> **Listed entries**:

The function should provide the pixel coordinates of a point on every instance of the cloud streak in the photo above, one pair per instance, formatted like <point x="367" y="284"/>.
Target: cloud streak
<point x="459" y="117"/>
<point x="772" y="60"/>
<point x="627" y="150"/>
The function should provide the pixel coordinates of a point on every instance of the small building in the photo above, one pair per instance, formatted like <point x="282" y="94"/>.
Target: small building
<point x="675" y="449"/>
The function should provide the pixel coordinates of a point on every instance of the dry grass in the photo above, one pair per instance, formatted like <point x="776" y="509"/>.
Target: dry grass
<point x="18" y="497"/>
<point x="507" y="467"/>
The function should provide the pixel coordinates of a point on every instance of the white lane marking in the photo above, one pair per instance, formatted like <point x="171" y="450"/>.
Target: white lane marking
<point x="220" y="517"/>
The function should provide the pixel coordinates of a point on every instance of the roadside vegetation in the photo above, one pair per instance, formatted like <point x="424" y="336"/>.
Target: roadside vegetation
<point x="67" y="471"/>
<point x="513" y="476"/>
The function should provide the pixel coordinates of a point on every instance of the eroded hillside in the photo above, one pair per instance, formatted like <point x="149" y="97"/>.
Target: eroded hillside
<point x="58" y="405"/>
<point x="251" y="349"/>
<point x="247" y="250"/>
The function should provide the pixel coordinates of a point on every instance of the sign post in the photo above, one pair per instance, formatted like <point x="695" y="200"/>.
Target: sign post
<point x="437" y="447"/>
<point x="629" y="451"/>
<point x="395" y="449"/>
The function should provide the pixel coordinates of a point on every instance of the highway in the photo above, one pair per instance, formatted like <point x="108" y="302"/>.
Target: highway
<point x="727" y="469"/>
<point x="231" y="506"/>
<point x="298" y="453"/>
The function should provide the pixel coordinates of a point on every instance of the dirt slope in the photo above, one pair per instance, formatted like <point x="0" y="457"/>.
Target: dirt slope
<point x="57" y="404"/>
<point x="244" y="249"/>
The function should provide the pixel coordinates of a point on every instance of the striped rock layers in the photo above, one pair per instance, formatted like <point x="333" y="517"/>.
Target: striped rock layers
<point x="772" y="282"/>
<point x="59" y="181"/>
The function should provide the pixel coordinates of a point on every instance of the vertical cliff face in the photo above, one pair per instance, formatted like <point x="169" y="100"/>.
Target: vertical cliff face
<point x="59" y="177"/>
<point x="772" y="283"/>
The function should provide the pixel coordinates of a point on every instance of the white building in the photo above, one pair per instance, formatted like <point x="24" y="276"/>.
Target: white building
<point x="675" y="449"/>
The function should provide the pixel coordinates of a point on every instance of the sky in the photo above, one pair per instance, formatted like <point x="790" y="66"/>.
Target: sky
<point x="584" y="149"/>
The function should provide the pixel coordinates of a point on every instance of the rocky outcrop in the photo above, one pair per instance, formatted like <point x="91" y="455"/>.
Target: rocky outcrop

> **Written request**:
Could you give again exactly the lines from the line containing "of the striped" through the final line of the data above, and no others?

> **Expected output**:
The function should provide the pixel coordinates of a point on every instance of the striped rock layers in the photo above, one pair per instance, formatted like <point x="333" y="517"/>.
Target: striped rock layers
<point x="772" y="282"/>
<point x="59" y="181"/>
The function should provide the pixel coordinates of a point on every instance of the vertical cliff face in the photo above, one pair per instance, formatted like <point x="169" y="100"/>.
Target: vertical cliff face
<point x="59" y="177"/>
<point x="772" y="283"/>
The function should provide the pixel coordinates of a point on every instance of the white building in the photo above, one pair per instance, formatted like <point x="24" y="276"/>.
Target: white building
<point x="675" y="449"/>
The function should provide the pixel coordinates of a point on every instance of the sky in the photo above, one pair per instance, formatted like <point x="790" y="66"/>.
Target: sky
<point x="584" y="149"/>
The function should provide the pixel coordinates of a point on every instance of the rocky outcrop in the photo above, one pair per instance, formatted like <point x="91" y="455"/>.
Target: rocky outcrop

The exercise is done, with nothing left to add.